# Start of Document segment

Unfortunately your answer is incorrect. For one thing, I would like to clarify that I do not mean to test anyone in this forum. I just pick some look simple but tricky questions to share with members.

My intention is to help developing probability knowledge. I urge everyone not to use this intention as solving assignment questions. No good.:-ss

I will post the answer three day later. By the way, please show your calculation. Thanks.


I say 11.

11 has .1944 chance whereas 12 has .1666 chance.

am I right?
 
I found a simple way.
For x+y+z=11, the probability is sum of 1/6*P(y+z=a), a is from 5 to 10
For x+y+z=12, the probability is sum of 1/6*P(y+z=a), a is from 6 to 11
The difference: 1/6*[P(y+z=5)-P(y+z=11)]>0
so P(x+y+z=11) > P(x+y+z=12)

# End of Document segment
# Start of Data shown

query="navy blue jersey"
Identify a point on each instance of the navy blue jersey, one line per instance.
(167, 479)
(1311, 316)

# End of Data shown

## Stated problem 1
In the dice probability thread, what chance does one poster give for a total of 11?
## Stated problem 2
In the dice probability thread, swap "intention" for "aim" in the part that opens with the words "My intention is" and closes with "a simple way.".
## Stated problem 3
Carry on the dice probability thread from its last line.

## Task answer 1
.1944

## Task answer 2
My aim is to help developing probability knowledge. I urge everyone not to use this aim as solving assignment questions. No good.:-ss

I will post the answer three day later. By the way, please show your calculation. Thanks.


I say 11.

11 has .1944 chance whereas 12 has .1666 chance.

am I right?
 
I found a simple way.

## Task answer 3
 
This is the answer

This was a famous question Pascal asked Femat in the 17th century.


A sum of 11 is obtained with the following 6 combinations:
(6, 4, 1) (6, 3, 2) (5, 5, 1) (5, 4, 2) (5, 3, 3) (4, 4, 3).
A sum of 12 is obtained with the following 6 combinations:
(6, 5, 1) (6, 4, 2) (6, 3, 3) (5, 5, 2) (5, 4, 3) (4, 4, 4).

Each combination of 3 distinct numbers corresponds to 6 permutations, while each
combination of 3 numbers, two of which are equal, corresponds to 3 permutations.
Counting the number of permutations in the 6 combinations corresponding to a sum
of 11, we obtain 6 + 6 + 3 + 6 + 3 + 3 = 27 permutations. Counting the number of
permutations in the 6 combinations corresponding to a sum of 12, we obtain 6 + 6 +
3+3+6+1 = 25 permutations. Since all permutations are equally likely, a sum of 11
is more likely than a sum of 12.
Note also that the sample space has 63 = 216 elements, so we have P(11) =
27/216, P(12) = 25/216.:D
 
New Quiz

Call the throw of a pair of dice lucky if the sum is 7 or 11.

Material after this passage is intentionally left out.